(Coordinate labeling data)
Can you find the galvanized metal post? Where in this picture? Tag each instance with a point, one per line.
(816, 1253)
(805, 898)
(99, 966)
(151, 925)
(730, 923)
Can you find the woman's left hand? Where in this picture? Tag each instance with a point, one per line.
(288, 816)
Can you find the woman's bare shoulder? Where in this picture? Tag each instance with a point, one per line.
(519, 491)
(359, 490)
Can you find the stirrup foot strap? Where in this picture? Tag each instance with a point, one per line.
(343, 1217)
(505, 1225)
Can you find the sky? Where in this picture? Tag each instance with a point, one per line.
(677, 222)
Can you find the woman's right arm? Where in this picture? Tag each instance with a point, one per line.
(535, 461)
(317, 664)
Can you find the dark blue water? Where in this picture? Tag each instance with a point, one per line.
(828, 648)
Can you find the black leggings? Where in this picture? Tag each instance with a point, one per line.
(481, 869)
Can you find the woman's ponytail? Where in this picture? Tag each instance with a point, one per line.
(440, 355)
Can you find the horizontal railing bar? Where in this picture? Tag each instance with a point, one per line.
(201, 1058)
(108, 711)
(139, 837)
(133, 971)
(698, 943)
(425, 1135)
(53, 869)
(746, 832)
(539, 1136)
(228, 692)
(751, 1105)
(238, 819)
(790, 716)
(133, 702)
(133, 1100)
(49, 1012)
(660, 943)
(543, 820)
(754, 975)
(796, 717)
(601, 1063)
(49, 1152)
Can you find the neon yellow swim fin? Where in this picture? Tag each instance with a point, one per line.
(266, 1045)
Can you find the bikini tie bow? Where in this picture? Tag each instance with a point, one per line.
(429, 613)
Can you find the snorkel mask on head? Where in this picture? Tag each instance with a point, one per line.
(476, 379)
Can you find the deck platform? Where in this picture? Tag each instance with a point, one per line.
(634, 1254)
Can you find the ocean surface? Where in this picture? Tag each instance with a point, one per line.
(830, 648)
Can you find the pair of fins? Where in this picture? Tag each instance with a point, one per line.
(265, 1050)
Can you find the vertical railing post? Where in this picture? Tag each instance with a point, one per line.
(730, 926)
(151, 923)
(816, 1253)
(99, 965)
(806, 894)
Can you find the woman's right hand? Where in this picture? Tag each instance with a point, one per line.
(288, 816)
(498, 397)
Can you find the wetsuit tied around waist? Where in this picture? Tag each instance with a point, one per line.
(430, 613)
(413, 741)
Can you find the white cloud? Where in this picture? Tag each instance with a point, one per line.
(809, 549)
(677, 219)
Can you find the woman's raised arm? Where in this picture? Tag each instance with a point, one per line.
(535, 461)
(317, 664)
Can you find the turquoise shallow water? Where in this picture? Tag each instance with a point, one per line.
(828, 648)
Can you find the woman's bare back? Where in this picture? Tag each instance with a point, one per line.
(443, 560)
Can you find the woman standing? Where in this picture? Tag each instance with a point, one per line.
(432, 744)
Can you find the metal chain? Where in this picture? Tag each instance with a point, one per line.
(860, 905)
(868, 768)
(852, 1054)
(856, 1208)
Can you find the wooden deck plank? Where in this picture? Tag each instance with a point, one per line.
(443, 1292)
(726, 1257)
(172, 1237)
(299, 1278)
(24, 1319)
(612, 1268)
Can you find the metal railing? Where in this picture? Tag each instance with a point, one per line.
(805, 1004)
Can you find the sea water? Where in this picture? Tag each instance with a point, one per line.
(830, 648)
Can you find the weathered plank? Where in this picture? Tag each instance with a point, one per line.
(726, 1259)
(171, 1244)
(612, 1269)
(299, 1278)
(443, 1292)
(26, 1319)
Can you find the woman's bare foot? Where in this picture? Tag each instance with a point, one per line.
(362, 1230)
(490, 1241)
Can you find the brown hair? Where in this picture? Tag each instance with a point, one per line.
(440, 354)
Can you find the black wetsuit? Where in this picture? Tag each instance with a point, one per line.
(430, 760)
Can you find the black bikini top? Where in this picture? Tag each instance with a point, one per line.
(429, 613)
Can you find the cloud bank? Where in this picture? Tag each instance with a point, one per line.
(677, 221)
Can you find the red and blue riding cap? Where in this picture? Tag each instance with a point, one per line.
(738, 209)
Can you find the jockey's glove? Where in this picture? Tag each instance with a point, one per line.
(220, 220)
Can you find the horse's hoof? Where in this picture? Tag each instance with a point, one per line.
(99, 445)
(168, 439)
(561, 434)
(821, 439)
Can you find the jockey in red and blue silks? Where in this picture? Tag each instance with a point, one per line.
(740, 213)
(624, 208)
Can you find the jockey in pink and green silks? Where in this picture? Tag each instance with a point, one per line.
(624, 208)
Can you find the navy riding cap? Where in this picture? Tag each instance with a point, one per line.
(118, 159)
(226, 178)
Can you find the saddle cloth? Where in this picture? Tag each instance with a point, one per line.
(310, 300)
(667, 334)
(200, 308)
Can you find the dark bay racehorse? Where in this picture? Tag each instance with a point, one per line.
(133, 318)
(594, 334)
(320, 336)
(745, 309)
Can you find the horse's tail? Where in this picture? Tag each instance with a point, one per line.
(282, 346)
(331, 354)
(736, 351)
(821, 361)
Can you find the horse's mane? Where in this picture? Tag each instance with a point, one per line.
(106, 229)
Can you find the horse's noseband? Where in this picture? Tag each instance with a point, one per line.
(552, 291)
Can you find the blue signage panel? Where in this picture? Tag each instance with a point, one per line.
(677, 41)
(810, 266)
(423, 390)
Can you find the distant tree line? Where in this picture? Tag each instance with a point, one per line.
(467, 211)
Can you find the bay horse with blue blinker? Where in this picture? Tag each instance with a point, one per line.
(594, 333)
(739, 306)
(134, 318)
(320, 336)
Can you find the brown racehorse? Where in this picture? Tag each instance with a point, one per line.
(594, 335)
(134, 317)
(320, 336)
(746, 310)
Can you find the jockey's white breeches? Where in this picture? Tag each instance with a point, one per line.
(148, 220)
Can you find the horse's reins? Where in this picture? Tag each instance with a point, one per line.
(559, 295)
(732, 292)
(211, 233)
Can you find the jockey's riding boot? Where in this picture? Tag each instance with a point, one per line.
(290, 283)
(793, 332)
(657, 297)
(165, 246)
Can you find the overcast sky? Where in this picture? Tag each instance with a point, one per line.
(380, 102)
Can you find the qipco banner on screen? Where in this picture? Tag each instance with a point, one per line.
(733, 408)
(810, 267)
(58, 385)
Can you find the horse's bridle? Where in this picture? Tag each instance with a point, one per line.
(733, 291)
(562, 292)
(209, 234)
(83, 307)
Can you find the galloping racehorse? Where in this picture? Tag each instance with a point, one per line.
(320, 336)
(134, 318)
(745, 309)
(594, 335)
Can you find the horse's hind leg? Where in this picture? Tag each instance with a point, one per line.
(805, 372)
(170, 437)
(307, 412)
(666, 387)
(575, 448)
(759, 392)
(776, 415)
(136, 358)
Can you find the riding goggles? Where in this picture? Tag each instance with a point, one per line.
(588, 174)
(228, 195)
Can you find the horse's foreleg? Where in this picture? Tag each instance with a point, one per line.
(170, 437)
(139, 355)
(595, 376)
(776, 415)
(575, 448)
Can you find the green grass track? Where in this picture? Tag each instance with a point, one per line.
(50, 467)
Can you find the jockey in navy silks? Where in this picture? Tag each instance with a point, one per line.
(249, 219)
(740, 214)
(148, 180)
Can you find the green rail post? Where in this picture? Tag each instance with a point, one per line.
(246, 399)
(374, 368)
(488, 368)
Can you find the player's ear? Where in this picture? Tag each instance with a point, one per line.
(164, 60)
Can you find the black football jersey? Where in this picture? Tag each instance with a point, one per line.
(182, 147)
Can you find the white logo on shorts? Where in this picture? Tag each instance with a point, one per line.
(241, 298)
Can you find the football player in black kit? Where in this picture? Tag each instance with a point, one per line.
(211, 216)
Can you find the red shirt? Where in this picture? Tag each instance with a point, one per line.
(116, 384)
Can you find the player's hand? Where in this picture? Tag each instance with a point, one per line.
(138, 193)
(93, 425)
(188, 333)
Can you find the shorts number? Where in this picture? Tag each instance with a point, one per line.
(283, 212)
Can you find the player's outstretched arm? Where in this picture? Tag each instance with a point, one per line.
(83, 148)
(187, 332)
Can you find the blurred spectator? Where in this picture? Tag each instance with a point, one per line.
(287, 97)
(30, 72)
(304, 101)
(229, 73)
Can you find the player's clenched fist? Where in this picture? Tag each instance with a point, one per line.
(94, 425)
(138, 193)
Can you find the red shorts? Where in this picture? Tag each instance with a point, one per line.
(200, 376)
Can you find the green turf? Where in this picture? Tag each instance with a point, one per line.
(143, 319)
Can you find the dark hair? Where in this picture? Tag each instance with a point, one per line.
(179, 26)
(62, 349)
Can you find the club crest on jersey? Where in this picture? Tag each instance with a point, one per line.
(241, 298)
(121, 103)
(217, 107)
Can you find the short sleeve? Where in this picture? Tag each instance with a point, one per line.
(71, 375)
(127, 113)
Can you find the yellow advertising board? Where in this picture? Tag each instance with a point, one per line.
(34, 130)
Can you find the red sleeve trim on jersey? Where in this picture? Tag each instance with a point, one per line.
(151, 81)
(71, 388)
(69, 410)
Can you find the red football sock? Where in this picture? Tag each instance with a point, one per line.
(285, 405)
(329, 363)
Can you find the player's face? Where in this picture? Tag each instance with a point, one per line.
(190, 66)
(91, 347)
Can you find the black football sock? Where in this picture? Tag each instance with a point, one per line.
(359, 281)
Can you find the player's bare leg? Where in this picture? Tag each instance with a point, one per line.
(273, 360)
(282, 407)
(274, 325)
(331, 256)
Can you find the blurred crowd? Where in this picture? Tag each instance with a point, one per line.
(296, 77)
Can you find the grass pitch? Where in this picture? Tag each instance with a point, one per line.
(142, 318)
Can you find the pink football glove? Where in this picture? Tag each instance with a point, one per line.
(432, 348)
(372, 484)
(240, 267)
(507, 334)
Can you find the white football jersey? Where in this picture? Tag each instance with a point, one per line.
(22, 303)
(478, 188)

Problem statement
Copy the records word for word, from the line that contains "Can you find the grass" through the end of the records.

Answer to the task
Can you find the grass pitch? Where in this picture? Tag each instance with a point, one per line.
(142, 318)
Can you find the pink football glove? Where in this picture? Tag each instance with a point, one per line.
(432, 348)
(372, 484)
(240, 267)
(507, 334)
Can you find the white football jersey? Where in this picture? Tag each instance with a point, one per line.
(22, 303)
(478, 188)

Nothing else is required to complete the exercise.